Dies ist jedoch nur einer der gravierenden Umbrüche der internationalen Hotellerie. Wie selten zuvor auf einer Internationalen Tourismusbörse steht die Branche an einem Scheideweg und weiß nicht, wohin der Weg geht. Der Erwartung, dass das Reisevolumen sich weltweit binnen 13 Jahren verdoppeln könnte, beschert rosige Aussichten. Zugleich könnten sich aber die umweltpolitischen Rahmenbedingungen plötzlich so verändern, dass Reisen stark eingeschränkt werden müssen.

**EINGABEDATEN:**
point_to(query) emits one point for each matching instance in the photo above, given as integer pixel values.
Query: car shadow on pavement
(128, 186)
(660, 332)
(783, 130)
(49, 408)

**ZU ERLEDIGENDE AUFGABEN:**
1 - Zitieren Sie aus dem Textauszug wortgetreu die Stelle, die mit „Dies ist jedoch“ beginnt und bis einschließlich „eingeschränkt werden müssen.“ reicht.
2 - Beantworten Sie die folgenden Fragen anhand des Textauszugs.
(a) Von welcher Branche ist im Textauszug die Rede?
(b) Innerhalb wie vieler Jahre könnte sich das Reisevolumen weltweit verdoppeln?
(c) Was könnte sich plötzlich so verändern, dass Reisen stark eingeschränkt werden müssen?

**ANTWORTEN JE AUFGABE:**
1 -
Dies ist jedoch nur einer der gravierenden Umbrüche der internationalen Hotellerie. Wie selten zuvor auf einer Internationalen Tourismusbörse steht die Branche an einem Scheideweg und weiß nicht, wohin der Weg geht. Der Erwartung, dass das Reisevolumen sich weltweit binnen 13 Jahren verdoppeln könnte, beschert rosige Aussichten. Zugleich könnten sich aber die umweltpolitischen Rahmenbedingungen plötzlich so verändern, dass Reisen stark eingeschränkt werden müssen.

2 -
(a) Von der internationalen Hotellerie.
(b) Innerhalb von 13 Jahren.
(c) Die umweltpolitischen Rahmenbedingungen.